Las horas finales de García Lorca

"El crimen fue en Granada", dijo otro poeta. La sombra que camina entre fusiles, la saeta que dibuja versos en cuadernos con flores, el hombre que defiende la causa de la República. ¿Cómo fueron las horas finales de Federico García Lorca? ¿Quiénes lo empujaron a su sentencia? ¿Cuántos callaron el crimen? ¿Quiénes lloraron su ausencia? Opinan su biógrafo, Ian Gibson, el historiador español Miguel Caballero y el poeta argentino Carlos Penelas.

I

Es España. Año 1940. Un testigo casual declara ante un magistrado. "En Granada a nueve de Marzo del mismo año siendo la hora señalada ante el Sr. Juez y ante mí el Secretario compareció el testigo Don Emilio Soler Fernández de esta vecindad; (…) dijo: Que el día veinte de Agosto de 1936, en ocasión que iba el declarante por la carretera de Víznar a Alfacar, paseando con su amigo Alejandro Flores Garzón, encontraron el cadáver de un hombre y acercándose y examinándolo observaron, sin duda alguna, al que en vida se llamó Don Federico García Lorca, el cual a juzgar por las heridas que presentaba, falleció en hecho de guerra. (…) Leída que le fue se afirmó y ratificó y firma con Su Señoría doy fe".

### Entradas
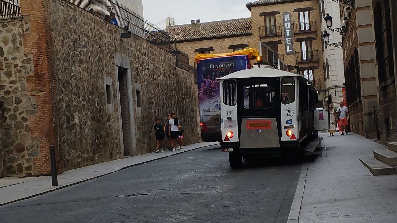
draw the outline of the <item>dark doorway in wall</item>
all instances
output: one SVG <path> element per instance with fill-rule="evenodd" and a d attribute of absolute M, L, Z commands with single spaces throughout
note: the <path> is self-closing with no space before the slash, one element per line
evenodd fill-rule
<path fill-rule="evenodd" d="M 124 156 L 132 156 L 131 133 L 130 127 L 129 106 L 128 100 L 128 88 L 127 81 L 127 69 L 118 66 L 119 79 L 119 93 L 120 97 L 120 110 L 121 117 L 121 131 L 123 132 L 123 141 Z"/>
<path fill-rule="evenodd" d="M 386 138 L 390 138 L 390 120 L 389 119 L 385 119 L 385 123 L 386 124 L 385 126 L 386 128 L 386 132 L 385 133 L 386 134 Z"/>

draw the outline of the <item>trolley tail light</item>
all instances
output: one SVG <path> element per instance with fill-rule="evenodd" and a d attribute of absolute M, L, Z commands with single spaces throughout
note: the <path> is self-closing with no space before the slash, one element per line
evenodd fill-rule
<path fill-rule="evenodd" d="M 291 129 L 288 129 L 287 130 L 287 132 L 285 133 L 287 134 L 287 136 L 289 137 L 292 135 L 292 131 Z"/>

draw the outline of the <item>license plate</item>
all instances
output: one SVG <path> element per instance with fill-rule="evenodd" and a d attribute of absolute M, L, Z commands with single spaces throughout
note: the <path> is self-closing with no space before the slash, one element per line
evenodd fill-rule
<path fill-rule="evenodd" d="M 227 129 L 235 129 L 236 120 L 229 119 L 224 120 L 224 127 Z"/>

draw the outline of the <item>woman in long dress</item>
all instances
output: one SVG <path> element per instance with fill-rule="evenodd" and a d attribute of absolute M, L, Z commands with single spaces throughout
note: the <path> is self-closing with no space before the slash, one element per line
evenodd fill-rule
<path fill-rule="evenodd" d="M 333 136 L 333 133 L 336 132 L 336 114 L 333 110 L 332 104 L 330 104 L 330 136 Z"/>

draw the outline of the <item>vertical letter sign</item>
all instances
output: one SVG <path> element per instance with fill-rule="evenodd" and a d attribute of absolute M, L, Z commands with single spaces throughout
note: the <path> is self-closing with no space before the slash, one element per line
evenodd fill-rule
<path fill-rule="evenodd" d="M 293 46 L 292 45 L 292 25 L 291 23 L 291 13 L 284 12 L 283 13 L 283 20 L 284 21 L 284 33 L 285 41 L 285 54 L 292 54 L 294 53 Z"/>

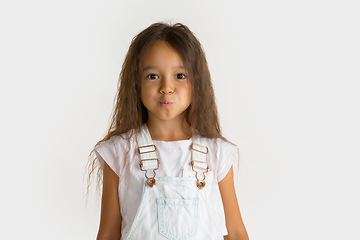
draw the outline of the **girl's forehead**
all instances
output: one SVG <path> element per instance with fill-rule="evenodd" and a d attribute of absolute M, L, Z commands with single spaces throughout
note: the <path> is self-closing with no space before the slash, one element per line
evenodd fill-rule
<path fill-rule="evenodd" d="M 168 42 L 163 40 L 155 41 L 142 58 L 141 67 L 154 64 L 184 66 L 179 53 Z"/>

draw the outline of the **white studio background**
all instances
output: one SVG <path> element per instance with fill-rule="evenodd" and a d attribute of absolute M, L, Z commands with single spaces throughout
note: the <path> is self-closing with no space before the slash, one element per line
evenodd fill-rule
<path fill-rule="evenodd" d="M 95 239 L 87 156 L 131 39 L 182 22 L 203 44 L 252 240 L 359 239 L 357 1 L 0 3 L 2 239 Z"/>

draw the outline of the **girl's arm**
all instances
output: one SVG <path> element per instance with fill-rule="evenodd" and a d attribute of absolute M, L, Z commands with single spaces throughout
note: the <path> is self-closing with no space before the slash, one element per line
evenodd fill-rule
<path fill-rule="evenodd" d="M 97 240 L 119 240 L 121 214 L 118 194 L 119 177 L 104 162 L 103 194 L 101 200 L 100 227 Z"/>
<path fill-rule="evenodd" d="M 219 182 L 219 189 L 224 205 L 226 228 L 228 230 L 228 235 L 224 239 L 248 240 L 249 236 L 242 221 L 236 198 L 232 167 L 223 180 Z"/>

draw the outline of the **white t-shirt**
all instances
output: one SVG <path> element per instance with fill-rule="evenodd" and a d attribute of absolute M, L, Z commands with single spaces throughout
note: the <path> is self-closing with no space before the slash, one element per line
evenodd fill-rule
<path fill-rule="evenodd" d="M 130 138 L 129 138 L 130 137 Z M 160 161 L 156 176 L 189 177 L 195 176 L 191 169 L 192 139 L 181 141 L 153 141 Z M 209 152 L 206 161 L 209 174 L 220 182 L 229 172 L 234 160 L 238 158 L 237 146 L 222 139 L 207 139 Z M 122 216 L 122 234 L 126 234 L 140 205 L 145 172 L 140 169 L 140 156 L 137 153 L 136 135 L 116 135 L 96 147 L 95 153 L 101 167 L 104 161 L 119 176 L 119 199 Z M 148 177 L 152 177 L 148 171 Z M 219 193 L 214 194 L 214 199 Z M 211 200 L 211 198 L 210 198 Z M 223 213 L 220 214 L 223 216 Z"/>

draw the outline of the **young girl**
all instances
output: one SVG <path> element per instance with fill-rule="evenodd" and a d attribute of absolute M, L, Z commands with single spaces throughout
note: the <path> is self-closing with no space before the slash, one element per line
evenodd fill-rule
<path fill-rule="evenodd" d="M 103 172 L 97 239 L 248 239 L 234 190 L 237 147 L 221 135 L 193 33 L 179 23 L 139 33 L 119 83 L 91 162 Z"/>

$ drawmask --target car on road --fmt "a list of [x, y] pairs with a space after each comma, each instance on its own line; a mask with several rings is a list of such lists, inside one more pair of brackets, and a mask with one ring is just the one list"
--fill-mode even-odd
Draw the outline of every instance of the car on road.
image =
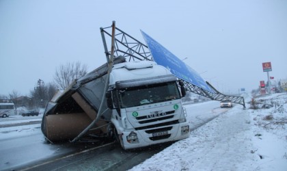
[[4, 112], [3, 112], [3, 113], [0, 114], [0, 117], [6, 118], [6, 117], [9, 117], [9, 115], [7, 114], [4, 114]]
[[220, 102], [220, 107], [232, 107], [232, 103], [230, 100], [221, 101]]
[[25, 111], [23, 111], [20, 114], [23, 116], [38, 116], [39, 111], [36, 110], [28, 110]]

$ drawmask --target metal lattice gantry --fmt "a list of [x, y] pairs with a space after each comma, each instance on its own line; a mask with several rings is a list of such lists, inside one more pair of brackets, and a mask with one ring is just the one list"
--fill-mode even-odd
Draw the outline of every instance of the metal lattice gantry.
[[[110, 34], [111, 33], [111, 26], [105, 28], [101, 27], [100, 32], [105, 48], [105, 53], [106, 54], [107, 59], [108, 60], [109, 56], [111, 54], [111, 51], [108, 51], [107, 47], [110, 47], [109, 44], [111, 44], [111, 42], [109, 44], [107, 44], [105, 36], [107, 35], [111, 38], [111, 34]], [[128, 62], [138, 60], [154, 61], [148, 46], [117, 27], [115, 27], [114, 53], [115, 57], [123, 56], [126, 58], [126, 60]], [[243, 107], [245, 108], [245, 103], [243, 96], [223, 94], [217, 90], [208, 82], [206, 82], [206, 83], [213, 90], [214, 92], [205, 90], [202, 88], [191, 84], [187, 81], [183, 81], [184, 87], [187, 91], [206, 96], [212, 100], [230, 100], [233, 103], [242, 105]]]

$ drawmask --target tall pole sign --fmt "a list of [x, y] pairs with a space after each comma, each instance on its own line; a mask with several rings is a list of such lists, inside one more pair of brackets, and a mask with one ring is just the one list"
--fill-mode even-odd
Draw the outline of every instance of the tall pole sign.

### Consigna 1
Edita el fragmento sobre García Lorca: vuelve a escribirlo empezando en "Las horas finales de García" y terminando en "argentino Carlos Penelas.", con "fusiles" cambiado por "rifles".
### Consigna 2
Según el fragmento sobre García Lorca, ¿con quién paseaba el testigo cuando encontró el cadáver?
### Consigna 3
Indica si cada afirmación coincide con el fragmento sobre García Lorca:
(a) El testigo dijo que encontró el cadáver en la carretera de Víznar a Alfacar.
(b) Carlos Penelas es un historiador español.
(c) El testigo se llamaba Emilio Soler Fernández.

### Solución 1
Las horas finales de García Lorca

"El crimen fue en Granada", dijo otro poeta. La sombra que camina entre rifles, la saeta que dibuja versos en cuadernos con flores, el hombre que defiende la causa de la República. ¿Cómo fueron las horas finales de Federico García Lorca? ¿Quiénes lo empujaron a su sentencia? ¿Cuántos callaron el crimen? ¿Quiénes lloraron su ausencia? Opinan su biógrafo, Ian Gibson, el historiador español Miguel Caballero y el poeta argentino Carlos Penelas.

### Solución 2
Con su amigo Alejandro Flores Garzón.

### Solución 3
(a) Sí: "iba el declarante por la carretera de Víznar a Alfacar".
(b) No: "el poeta argentino Carlos Penelas".
(c) Sí: "compareció el testigo Don Emilio Soler Fernández".